>> Start DATA LINES

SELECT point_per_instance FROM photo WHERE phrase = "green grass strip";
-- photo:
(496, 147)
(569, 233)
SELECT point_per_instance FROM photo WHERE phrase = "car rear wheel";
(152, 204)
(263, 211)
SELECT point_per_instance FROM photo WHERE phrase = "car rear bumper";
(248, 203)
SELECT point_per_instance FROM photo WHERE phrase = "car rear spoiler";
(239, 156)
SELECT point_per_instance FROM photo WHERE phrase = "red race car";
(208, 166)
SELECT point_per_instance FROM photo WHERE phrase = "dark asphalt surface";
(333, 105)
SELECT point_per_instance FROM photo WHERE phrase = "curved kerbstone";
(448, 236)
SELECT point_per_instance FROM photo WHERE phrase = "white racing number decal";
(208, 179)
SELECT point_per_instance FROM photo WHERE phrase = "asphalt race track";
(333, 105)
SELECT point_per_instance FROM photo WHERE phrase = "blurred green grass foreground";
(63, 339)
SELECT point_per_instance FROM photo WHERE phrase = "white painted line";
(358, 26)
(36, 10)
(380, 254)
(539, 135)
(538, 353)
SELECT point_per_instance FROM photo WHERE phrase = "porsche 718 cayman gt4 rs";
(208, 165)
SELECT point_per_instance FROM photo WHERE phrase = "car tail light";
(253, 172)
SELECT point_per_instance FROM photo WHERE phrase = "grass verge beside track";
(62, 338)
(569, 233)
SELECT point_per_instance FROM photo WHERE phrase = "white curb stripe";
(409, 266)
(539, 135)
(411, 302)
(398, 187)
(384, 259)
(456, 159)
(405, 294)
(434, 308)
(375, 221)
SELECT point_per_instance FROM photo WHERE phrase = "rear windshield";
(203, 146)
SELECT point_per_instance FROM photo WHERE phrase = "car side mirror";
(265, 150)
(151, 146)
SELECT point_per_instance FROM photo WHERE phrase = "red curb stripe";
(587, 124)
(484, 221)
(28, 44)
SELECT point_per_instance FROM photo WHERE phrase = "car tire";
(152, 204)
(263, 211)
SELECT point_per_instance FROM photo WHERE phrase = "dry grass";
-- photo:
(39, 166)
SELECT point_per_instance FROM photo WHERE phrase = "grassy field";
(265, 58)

>> End DATA LINES

Can you write out all of the material above again, requests included, adjusting every coordinate in the answers by -141 and leaving the request lines unchanged?

**SOLUTION:**
SELECT point_per_instance FROM photo WHERE phrase = "green grass strip";
-- photo:
(355, 6)
(428, 92)
SELECT point_per_instance FROM photo WHERE phrase = "car rear wheel";
(11, 63)
(122, 70)
SELECT point_per_instance FROM photo WHERE phrase = "car rear bumper";
(107, 62)
SELECT point_per_instance FROM photo WHERE phrase = "car rear spoiler";
(98, 15)
SELECT point_per_instance FROM photo WHERE phrase = "red race car";
(67, 25)
SELECT point_per_instance FROM photo WHERE phrase = "dark asphalt surface";
(192, -36)
SELECT point_per_instance FROM photo WHERE phrase = "curved kerbstone";
(307, 95)
SELECT point_per_instance FROM photo WHERE phrase = "white racing number decal";
(67, 38)
SELECT point_per_instance FROM photo WHERE phrase = "asphalt race track";
(192, -36)
SELECT point_per_instance FROM photo WHERE phrase = "blurred green grass foreground";
(-78, 198)
SELECT point_per_instance FROM photo WHERE phrase = "white painted line";
(217, -115)
(-105, -131)
(239, 113)
(398, -6)
(397, 212)
SELECT point_per_instance FROM photo WHERE phrase = "porsche 718 cayman gt4 rs";
(67, 24)
SELECT point_per_instance FROM photo WHERE phrase = "car tail light";
(112, 31)
SELECT point_per_instance FROM photo WHERE phrase = "grass verge beside track";
(-79, 197)
(428, 92)
SELECT point_per_instance FROM photo WHERE phrase = "white curb stripe";
(268, 125)
(398, -6)
(270, 161)
(257, 46)
(243, 118)
(315, 18)
(264, 153)
(293, 167)
(234, 80)
SELECT point_per_instance FROM photo WHERE phrase = "rear windshield";
(62, 5)
SELECT point_per_instance FROM photo WHERE phrase = "car side mirror";
(124, 9)
(10, 5)
SELECT point_per_instance FROM photo WHERE phrase = "red curb stripe";
(446, -17)
(343, 80)
(-113, -97)
SELECT point_per_instance FROM photo WHERE phrase = "car tire";
(11, 63)
(122, 70)
SELECT point_per_instance FROM photo WHERE phrase = "dry grass";
-- photo:
(-102, 25)
SELECT point_per_instance FROM photo WHERE phrase = "grassy field";
(124, -83)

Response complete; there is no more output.